Directions:
Repeat the records below verbatim and include no pictures.
(Available records Opens)
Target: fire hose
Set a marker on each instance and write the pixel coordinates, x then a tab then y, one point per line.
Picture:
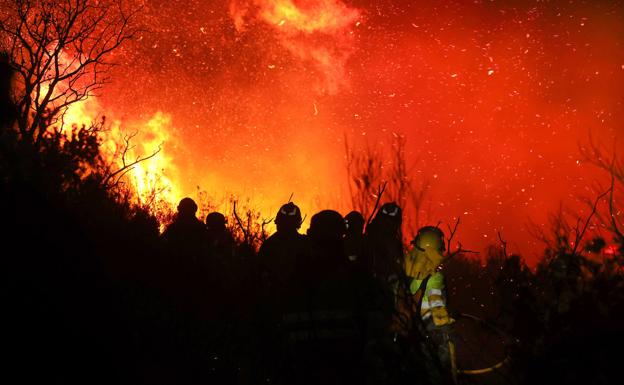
457	371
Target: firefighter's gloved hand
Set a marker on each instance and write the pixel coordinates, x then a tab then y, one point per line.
441	317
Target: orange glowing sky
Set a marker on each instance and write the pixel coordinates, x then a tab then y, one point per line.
493	98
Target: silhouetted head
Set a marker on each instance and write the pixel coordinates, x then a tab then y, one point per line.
288	217
354	222
215	222
326	226
187	208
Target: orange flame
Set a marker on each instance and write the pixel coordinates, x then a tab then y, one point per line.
315	31
155	178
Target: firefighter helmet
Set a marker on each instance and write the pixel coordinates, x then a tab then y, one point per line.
288	216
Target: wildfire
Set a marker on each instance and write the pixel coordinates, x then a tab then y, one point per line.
144	145
315	31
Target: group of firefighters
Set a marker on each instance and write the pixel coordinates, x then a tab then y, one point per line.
344	301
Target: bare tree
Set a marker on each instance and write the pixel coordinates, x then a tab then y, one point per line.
371	173
60	51
596	155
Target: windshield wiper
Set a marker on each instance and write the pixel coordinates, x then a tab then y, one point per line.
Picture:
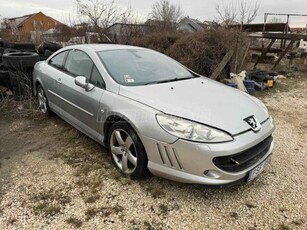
168	80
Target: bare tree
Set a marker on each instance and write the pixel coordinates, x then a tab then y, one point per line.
100	13
276	20
227	13
237	12
164	10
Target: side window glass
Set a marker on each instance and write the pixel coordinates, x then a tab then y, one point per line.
79	64
58	60
96	78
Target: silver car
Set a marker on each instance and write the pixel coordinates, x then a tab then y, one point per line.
154	114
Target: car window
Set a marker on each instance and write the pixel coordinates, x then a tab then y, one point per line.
134	67
96	78
58	60
79	63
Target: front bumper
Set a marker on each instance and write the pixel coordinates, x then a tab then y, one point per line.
191	162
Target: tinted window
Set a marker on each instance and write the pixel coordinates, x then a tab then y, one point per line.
96	78
79	64
58	60
140	67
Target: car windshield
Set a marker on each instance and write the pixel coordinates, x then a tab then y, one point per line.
133	67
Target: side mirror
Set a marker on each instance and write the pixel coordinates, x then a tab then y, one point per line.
81	81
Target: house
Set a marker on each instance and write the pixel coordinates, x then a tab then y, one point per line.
124	32
30	27
119	29
188	24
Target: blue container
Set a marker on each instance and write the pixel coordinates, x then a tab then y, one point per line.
250	86
233	85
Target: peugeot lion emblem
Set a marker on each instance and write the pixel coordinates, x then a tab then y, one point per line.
253	122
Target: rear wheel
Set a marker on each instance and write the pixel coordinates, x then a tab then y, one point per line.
127	150
43	101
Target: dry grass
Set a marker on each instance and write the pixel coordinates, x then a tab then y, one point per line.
103	211
74	222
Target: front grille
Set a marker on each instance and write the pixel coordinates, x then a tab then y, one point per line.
245	159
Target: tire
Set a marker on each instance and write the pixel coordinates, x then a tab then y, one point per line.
5	44
5	79
10	50
2	50
19	92
48	53
51	46
127	151
20	60
43	101
23	46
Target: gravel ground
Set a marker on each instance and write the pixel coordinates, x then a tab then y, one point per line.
53	177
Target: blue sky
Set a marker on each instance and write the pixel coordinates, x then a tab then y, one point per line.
62	10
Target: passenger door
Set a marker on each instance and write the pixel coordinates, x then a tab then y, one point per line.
78	105
54	74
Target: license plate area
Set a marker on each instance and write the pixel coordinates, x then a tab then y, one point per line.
257	170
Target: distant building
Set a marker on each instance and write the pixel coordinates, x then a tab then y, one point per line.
188	24
32	26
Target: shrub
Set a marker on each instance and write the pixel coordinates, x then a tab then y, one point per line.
203	51
157	40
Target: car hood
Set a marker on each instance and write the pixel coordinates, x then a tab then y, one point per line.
202	100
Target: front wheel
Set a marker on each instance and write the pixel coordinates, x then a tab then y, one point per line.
43	105
127	150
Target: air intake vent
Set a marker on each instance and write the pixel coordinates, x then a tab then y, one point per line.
245	159
169	157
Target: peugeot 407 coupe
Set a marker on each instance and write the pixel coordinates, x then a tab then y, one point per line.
154	114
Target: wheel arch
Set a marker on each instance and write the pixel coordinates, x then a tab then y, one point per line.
112	119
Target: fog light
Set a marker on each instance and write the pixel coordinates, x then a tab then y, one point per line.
212	174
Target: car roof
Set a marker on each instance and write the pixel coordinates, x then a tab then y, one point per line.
102	47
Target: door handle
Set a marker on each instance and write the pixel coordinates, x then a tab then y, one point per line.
59	81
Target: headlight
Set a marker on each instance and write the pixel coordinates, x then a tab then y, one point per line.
190	130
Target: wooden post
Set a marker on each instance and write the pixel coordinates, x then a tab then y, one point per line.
283	54
265	52
222	65
244	57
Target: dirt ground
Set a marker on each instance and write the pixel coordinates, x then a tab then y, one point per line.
53	177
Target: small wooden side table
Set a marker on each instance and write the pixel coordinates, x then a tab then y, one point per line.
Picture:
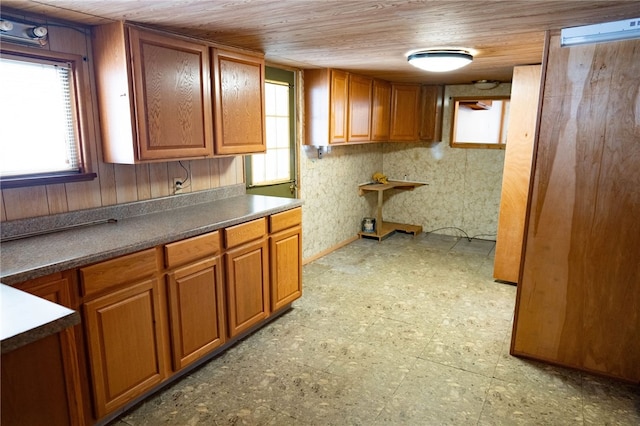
(Available records Closes)
Task output:
Target: fire hose
Set a marker on each instance and write the pixel coordinates, x then a tab then y, one point per line.
Picture:
457	371
Target: firefighter's gloved hand
Set a marker on each instance and write the pixel coordinates, x then a tab then y, one point per line.
441	317
Target: orange glowing sky
Set a marker on each instance and write the pixel coordinates, x then a tab then y, one point per line.
493	98
Target: silhouetted head
Set a marker on each instance and write the pixel coordinates, x then a tab then y, one point per line.
288	217
354	222
215	222
326	226
187	208
Target: orange flame
Set a marker on each instance and write the pixel coordinates, x then a tab then y, one point per line.
315	31
155	178
Target: firefighter helmet
Set a marker on each instance and write the pixel coordinates, x then a tab then y, one point per line.
288	216
Target: wildfire
Set a marker on each instance and write the pixel coordinates, x then a tab then y, one point per line.
144	145
315	31
Target: group of firefighters
Set a marker on each instance and write the pixel coordinates, x then a tab then y, one point per line.
344	301
Target: bare tree
Set a marker on each instance and write the pixel coordinates, x then a tab then y, one point per line.
371	173
60	51
596	155
Target: windshield wiper
Set a marker on each instance and write the pixel coordinates, x then a tab then y, one point per line.
Picture:
168	80
Target: bare tree
Set a marker on each instance and write the pixel coordinates, x then a tab then y, one point per line.
100	13
276	20
227	13
237	12
164	10
Target: side window glass
Set a marker on each instance and write the pixel coordinates, x then a tab then y, one point per line.
79	64
58	60
96	78
Target: silver car
Set a marker on each instance and write the pixel coordinates, x then a tab then y, one point per line.
154	114
Target: car window
Set a marker on each instance and write the pixel coordinates, x then a tab then y, one point per line.
134	67
96	78
58	60
79	63
Target: front bumper
Set a marker on each instance and write the pixel coordinates, x then a tab then y, one point per line.
191	162
Target: tinted window
Set a marker on each instance and write the pixel coordinates, x then a tab then y, one point per line.
96	78
79	64
58	60
140	67
Target: car windshield
Set a marker on each instance and write the pixel coordinates, x then a tab then y, one point per line.
133	67
Target: side mirror
Set a marker on each instance and write the pixel coordinates, x then a tab then y, one point per line.
81	81
Target: house
Set a marker on each instance and write the pixel coordinates, x then a tab then y, one point per line.
124	32
30	27
119	29
188	24
Target: blue container
Set a marker on each instance and write the pixel coordinates, x then a tab then y, one point per line.
250	86
233	85
Target: peugeot lion emblem
Set a marker on each instance and write the pixel coordinates, x then a tab then y, one point per line.
253	122
Target: rear wheel
Set a marker on each instance and write the pixel coordinates, x then a tab then y, one point per line.
127	150
43	101
Target: dry grass
Set a marker on each instance and write the pixel coordinates, x then a tab then y, one point per line.
103	211
74	222
Target: front grille
Set a marker on each instance and write the pixel coordinates, x then a tab then y, one point per line.
245	159
Target: tire
Set a marker on each instance and write the pixel coordinates, x then a tab then y, one point per line.
5	44
5	79
10	50
2	50
19	92
48	53
51	46
127	151
20	60
43	101
23	46
Target: gravel ground
Set a marker on each instance and write the pixel coordinates, x then a tab then y, one point per line.
53	177
Target: blue sky
Set a marker on each instance and write the pixel coordinates, x then a tab then y, one point per line.
62	10
Target: passenger door
Set a marker on each instance and write the pixel coordinates, x then a tab then y, one point per line.
78	105
54	74
Target: license plate area
Set a marker on each instance and write the pixel coordinates, x then a tab then y, one point per line.
257	170
Target: distant building
Set a marker on each instance and write the pixel coordinates, x then a tab then y, one point per line.
188	24
32	26
Target: shrub
Set a marker on each instance and write the pixel coordinates, x then a tab then y, one point per line.
203	51
157	40
Target: car hood
Set a marker on each instance and write the pixel coordinates, x then a tab then y, one point per line.
202	100
Target: front wheel
Set a marker on each instance and write the pixel coordinates, x then a tab then y, one point per line.
43	105
127	150
Target: air intake vent
Set a marker on each instance and write the pixel coordinates, x then a tab then y, one point per line.
245	159
169	157
Target: peugeot 407 coupe
Set a marker on each instance and write the pixel coordinates, x then a tab then y, one point per line.
154	114
Target: wheel arch
Set a marker on each instance and write the pixel coordinates, x then a tab then y, one point per line.
112	119
Target: fog light
Set a marker on each instance and write the pixel coordinates, x then a tab then y, one point per line.
212	174
Target: car roof
Set a marker on each instance and write the pixel coordinates, x then a tab then y, one point per line.
102	47
Target: door handle
Set a marker on each instance and write the pixel coordinates, x then a tab then y, one point per line.
59	81
Target: headlight
Set a marker on each instance and write the pixel coordinates, x then a tab then y, one point per line.
190	130
Target: wooden post
Set a marker on each instance and write the pixel coordinates, x then a tab then y, one point per line.
283	54
265	52
222	65
244	57
Target: dirt ground
Set a marker on each instance and write the pixel coordinates, x then a tab then y, one point per line.
53	177
Target: small wooden side table
Set a marker on each instance and write the pixel coordinates, x then a tab then y, one point per line.
Picture:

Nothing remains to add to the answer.